**WHAT THE EXERCISE ASKS**
Put the lines below into a numbered list, leaving out any blank lines. Begin at the line that has "Can you find the kitchen" and stop after the line that has "[[141, 111], [348, 117]]".
** START OF EXTRACTED MATERIAL **
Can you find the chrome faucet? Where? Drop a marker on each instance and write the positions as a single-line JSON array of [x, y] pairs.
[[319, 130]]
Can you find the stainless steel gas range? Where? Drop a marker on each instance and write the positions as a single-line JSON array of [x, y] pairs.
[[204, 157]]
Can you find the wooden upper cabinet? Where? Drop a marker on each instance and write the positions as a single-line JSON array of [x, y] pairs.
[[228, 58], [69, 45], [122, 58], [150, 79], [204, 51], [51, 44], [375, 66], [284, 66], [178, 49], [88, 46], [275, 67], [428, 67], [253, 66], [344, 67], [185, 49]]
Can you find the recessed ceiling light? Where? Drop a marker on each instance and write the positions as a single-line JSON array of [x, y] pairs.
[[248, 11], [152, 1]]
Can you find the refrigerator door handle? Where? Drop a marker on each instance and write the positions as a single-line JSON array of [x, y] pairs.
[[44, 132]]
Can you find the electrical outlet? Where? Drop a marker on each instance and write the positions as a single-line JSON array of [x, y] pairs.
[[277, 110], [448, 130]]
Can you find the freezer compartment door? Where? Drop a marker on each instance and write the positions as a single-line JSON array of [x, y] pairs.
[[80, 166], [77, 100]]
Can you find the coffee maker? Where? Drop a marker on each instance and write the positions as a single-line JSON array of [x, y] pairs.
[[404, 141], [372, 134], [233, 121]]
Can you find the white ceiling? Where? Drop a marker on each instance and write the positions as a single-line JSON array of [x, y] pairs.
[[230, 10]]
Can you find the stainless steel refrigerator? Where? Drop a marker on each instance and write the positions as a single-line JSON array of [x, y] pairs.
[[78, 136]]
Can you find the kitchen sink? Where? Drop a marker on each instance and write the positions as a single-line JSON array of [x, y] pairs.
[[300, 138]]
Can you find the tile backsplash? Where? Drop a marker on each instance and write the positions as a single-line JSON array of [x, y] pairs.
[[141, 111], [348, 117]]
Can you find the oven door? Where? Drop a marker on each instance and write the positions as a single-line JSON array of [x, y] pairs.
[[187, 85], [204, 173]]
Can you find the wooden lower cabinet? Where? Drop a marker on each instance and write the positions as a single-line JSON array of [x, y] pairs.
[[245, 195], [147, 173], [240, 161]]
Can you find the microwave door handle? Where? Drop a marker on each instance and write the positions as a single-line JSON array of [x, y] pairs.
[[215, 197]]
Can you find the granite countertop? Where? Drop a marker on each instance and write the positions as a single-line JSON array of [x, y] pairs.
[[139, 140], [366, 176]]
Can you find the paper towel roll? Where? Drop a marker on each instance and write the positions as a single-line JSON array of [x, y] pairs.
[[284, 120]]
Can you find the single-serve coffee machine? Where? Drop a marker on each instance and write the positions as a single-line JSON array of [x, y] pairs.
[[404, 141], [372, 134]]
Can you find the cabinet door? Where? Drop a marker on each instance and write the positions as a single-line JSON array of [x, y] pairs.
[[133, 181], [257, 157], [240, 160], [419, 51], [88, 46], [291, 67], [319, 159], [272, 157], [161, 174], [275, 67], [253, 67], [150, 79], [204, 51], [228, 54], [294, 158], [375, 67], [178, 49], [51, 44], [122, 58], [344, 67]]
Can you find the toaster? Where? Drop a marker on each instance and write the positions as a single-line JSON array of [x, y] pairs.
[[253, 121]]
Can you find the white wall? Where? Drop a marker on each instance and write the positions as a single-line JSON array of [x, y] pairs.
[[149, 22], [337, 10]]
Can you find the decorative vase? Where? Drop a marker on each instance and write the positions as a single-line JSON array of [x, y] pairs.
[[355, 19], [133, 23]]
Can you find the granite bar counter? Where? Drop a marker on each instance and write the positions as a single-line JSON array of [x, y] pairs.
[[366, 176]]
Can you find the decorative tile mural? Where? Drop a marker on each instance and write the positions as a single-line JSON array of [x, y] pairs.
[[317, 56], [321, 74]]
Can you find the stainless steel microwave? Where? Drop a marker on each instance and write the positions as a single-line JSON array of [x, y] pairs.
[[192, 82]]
** END OF EXTRACTED MATERIAL **
** START OF EXTRACTED MATERIAL **
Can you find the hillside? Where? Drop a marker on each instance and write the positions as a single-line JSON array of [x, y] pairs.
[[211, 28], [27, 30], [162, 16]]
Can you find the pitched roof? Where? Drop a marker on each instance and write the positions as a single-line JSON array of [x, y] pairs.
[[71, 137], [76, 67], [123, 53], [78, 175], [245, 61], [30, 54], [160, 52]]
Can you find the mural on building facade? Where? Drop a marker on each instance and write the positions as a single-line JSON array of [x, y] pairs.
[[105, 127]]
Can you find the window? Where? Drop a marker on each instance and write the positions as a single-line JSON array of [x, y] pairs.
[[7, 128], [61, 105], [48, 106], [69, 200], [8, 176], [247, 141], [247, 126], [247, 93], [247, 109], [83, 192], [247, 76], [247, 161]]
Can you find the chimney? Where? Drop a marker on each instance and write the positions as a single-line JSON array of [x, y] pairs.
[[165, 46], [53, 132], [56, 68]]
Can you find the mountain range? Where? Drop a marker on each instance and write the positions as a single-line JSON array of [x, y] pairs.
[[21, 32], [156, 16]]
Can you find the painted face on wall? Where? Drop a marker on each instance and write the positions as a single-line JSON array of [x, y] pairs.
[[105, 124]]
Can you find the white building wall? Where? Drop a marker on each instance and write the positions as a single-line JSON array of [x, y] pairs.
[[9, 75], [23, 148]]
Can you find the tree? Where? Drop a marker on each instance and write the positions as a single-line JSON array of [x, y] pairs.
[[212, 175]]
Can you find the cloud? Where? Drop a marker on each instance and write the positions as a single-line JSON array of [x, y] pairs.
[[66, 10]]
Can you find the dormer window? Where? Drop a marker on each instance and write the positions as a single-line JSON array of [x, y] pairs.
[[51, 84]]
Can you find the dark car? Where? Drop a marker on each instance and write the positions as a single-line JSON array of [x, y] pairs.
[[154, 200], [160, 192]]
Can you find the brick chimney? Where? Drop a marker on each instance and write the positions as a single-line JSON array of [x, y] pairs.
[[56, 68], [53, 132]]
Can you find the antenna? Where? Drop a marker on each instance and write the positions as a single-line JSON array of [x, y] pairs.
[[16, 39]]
** END OF EXTRACTED MATERIAL **
**COMPLETE ANSWER**
1. Can you find the kitchen sink? Where? Drop a marker on each instance and write the positions as a single-line JSON array of [x, y] pairs.
2. [[300, 138]]
3. Can you find the tile backsplash? Where? Drop a marker on each instance and write the positions as a single-line JSON array of [x, y] pairs.
4. [[141, 111], [348, 117]]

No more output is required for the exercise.